◆ **PROBLEM DETAILS**
Print only the closing part of the entries. It starts at the line containing "63, row 51." and includes the final line, exactly as written.

[[ EXERCISE DATA, beginning ]]

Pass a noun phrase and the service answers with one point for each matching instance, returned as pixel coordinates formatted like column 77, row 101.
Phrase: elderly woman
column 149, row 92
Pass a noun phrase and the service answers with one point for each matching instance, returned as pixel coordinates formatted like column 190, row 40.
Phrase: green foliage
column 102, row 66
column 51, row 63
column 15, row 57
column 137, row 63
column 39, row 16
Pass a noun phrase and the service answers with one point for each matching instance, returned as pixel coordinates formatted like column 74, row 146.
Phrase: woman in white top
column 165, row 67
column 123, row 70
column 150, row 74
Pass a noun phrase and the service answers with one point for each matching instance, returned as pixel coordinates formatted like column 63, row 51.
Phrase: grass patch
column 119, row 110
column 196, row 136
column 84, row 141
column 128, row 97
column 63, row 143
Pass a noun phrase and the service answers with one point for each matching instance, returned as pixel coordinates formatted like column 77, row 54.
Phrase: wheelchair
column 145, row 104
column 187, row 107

[[ EXERCISE DATA, end ]]

◆ **RESPONSE AREA**
Pass a noun phrase and the service answers with one point for each matching instance, returned as pixel coordinates formatted like column 63, row 51.
Phrase: grass patch
column 119, row 110
column 196, row 136
column 84, row 141
column 128, row 97
column 63, row 143
Pass a noun phrase and the service answers with one point for each matching instance, returned as pixel coordinates formatted like column 77, row 54.
Phrase: wheelchair
column 145, row 104
column 187, row 107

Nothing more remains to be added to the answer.